* MATERIAL FOR THE TASK:
------------------------

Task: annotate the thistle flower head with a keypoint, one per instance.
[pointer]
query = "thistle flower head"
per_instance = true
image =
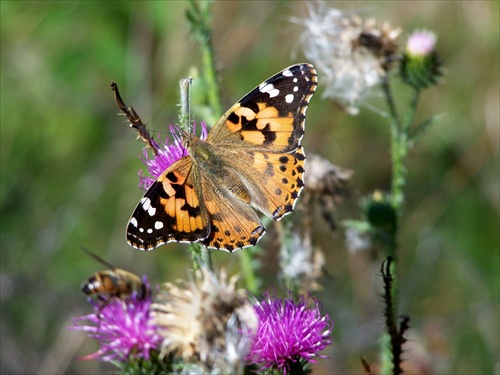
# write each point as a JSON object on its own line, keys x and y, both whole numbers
{"x": 207, "y": 320}
{"x": 421, "y": 43}
{"x": 124, "y": 329}
{"x": 167, "y": 154}
{"x": 352, "y": 55}
{"x": 289, "y": 333}
{"x": 421, "y": 66}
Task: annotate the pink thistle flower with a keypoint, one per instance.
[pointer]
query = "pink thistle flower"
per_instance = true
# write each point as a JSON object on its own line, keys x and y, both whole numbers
{"x": 421, "y": 43}
{"x": 168, "y": 153}
{"x": 289, "y": 333}
{"x": 123, "y": 328}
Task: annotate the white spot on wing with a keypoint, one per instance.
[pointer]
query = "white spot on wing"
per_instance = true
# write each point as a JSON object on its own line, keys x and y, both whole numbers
{"x": 146, "y": 203}
{"x": 133, "y": 222}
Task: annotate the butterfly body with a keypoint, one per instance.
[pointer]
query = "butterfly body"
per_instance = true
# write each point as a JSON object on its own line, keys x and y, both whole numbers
{"x": 251, "y": 160}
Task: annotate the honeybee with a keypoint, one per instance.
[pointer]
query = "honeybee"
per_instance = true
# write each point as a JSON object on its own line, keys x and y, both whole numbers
{"x": 113, "y": 283}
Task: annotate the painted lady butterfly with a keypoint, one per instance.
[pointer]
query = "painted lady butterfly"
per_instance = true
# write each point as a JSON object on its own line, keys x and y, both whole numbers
{"x": 251, "y": 159}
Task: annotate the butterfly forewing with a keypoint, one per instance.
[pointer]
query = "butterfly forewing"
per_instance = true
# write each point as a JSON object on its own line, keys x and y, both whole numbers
{"x": 271, "y": 117}
{"x": 171, "y": 210}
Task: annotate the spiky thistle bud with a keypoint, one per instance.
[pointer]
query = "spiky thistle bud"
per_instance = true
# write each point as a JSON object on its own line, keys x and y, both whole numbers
{"x": 420, "y": 63}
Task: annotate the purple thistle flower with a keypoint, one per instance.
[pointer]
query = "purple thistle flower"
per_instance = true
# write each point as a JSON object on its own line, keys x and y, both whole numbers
{"x": 123, "y": 328}
{"x": 289, "y": 332}
{"x": 168, "y": 153}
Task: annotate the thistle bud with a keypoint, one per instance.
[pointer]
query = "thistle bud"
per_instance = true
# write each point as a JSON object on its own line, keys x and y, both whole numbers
{"x": 420, "y": 63}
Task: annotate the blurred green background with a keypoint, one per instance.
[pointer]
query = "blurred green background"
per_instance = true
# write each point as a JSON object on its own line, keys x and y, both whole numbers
{"x": 69, "y": 173}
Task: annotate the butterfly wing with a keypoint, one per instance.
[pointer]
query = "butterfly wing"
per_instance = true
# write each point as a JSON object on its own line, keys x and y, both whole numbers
{"x": 271, "y": 117}
{"x": 234, "y": 223}
{"x": 172, "y": 210}
{"x": 259, "y": 139}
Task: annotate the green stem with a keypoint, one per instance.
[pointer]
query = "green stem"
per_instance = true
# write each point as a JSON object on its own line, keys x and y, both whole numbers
{"x": 200, "y": 18}
{"x": 390, "y": 101}
{"x": 247, "y": 268}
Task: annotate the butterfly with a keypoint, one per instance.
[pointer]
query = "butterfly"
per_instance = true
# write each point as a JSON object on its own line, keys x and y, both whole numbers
{"x": 252, "y": 159}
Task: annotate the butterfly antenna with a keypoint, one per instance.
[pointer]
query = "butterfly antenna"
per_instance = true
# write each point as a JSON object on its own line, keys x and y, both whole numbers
{"x": 134, "y": 119}
{"x": 97, "y": 257}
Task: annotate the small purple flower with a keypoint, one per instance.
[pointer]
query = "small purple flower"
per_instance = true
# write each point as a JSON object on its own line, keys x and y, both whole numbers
{"x": 168, "y": 153}
{"x": 123, "y": 328}
{"x": 421, "y": 43}
{"x": 289, "y": 333}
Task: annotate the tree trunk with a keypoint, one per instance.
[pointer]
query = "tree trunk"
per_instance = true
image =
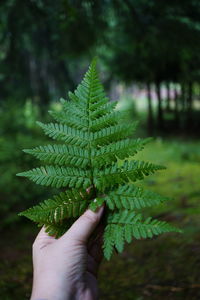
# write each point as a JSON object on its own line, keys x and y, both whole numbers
{"x": 189, "y": 105}
{"x": 160, "y": 120}
{"x": 176, "y": 109}
{"x": 150, "y": 121}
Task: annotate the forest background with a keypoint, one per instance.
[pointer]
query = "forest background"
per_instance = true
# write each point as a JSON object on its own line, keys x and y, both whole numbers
{"x": 149, "y": 60}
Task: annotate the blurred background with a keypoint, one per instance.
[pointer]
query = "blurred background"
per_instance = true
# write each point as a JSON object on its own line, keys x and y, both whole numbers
{"x": 149, "y": 60}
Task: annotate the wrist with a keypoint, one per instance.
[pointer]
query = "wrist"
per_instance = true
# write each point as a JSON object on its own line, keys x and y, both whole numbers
{"x": 47, "y": 289}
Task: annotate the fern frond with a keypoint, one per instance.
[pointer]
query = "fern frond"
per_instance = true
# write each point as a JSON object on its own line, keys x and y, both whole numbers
{"x": 132, "y": 197}
{"x": 103, "y": 110}
{"x": 129, "y": 171}
{"x": 96, "y": 203}
{"x": 68, "y": 204}
{"x": 121, "y": 149}
{"x": 125, "y": 225}
{"x": 59, "y": 177}
{"x": 61, "y": 155}
{"x": 112, "y": 134}
{"x": 71, "y": 121}
{"x": 108, "y": 120}
{"x": 95, "y": 137}
{"x": 67, "y": 134}
{"x": 57, "y": 230}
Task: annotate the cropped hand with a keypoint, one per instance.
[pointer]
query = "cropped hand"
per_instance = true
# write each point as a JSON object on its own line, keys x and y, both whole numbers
{"x": 66, "y": 268}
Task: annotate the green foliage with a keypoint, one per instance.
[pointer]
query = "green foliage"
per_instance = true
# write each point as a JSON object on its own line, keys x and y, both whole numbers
{"x": 95, "y": 137}
{"x": 17, "y": 130}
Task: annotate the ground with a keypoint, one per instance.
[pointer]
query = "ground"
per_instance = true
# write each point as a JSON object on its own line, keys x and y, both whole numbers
{"x": 166, "y": 267}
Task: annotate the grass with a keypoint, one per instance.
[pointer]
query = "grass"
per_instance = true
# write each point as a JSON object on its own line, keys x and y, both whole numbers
{"x": 166, "y": 267}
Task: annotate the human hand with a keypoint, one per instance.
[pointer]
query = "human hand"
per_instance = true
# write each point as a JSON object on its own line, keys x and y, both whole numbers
{"x": 66, "y": 268}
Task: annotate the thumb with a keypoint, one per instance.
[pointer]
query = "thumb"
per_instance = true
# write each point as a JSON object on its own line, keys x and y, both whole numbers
{"x": 84, "y": 225}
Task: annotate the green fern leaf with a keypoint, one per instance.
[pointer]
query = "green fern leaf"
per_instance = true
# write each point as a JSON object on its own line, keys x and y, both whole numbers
{"x": 93, "y": 137}
{"x": 124, "y": 225}
{"x": 69, "y": 204}
{"x": 129, "y": 171}
{"x": 132, "y": 197}
{"x": 122, "y": 149}
{"x": 59, "y": 177}
{"x": 61, "y": 155}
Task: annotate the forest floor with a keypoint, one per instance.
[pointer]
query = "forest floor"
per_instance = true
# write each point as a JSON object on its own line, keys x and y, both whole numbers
{"x": 166, "y": 267}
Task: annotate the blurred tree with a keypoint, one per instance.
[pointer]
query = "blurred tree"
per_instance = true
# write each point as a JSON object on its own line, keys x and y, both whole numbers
{"x": 156, "y": 42}
{"x": 40, "y": 41}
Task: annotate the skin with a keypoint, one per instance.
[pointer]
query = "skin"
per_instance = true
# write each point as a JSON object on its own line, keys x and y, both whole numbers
{"x": 66, "y": 268}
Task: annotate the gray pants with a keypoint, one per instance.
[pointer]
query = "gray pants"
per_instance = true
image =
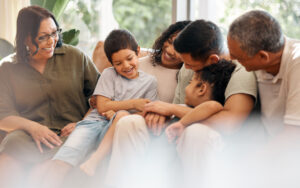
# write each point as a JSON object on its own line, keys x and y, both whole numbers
{"x": 139, "y": 159}
{"x": 21, "y": 146}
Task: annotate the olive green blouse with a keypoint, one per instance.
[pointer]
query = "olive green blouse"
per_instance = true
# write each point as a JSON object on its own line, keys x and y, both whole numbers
{"x": 56, "y": 97}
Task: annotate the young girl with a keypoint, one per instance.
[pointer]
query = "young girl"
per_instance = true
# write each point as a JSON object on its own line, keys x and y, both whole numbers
{"x": 205, "y": 92}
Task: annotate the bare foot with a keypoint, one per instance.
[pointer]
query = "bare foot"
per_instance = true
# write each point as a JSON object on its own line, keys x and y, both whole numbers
{"x": 89, "y": 167}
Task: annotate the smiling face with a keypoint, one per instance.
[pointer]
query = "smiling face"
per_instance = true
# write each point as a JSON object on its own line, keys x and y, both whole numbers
{"x": 126, "y": 63}
{"x": 250, "y": 63}
{"x": 170, "y": 58}
{"x": 197, "y": 92}
{"x": 46, "y": 39}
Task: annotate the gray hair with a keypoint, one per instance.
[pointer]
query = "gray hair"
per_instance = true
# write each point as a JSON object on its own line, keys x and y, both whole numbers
{"x": 257, "y": 30}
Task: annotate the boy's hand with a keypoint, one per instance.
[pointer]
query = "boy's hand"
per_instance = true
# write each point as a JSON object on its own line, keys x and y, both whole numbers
{"x": 174, "y": 131}
{"x": 139, "y": 104}
{"x": 42, "y": 134}
{"x": 159, "y": 107}
{"x": 93, "y": 102}
{"x": 155, "y": 122}
{"x": 109, "y": 114}
{"x": 66, "y": 131}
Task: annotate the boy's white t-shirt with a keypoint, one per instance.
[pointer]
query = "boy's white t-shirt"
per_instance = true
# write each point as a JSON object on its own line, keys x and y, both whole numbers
{"x": 118, "y": 88}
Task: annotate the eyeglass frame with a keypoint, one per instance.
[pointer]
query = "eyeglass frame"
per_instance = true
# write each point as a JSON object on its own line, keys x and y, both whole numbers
{"x": 53, "y": 35}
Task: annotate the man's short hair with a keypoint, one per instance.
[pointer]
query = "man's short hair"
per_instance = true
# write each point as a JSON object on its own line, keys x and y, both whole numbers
{"x": 257, "y": 30}
{"x": 200, "y": 38}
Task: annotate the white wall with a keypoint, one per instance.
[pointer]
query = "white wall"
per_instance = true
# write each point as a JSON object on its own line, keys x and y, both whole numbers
{"x": 8, "y": 17}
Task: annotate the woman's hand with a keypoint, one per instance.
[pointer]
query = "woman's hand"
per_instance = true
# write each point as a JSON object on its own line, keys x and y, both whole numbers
{"x": 159, "y": 107}
{"x": 155, "y": 122}
{"x": 42, "y": 134}
{"x": 174, "y": 131}
{"x": 109, "y": 114}
{"x": 93, "y": 102}
{"x": 66, "y": 131}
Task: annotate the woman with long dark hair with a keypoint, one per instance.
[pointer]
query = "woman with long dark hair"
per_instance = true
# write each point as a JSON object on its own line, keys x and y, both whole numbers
{"x": 44, "y": 91}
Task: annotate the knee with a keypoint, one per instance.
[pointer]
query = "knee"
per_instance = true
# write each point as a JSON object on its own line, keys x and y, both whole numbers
{"x": 14, "y": 140}
{"x": 131, "y": 124}
{"x": 200, "y": 134}
{"x": 121, "y": 114}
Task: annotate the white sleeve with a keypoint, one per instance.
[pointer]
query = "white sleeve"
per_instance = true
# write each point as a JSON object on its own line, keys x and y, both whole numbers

------------------------

* YOUR INSTRUCTIONS: Lines holding the word "frame" in the records above: how many are there? Answer with the number only.

* YOUR SOLUTION: 2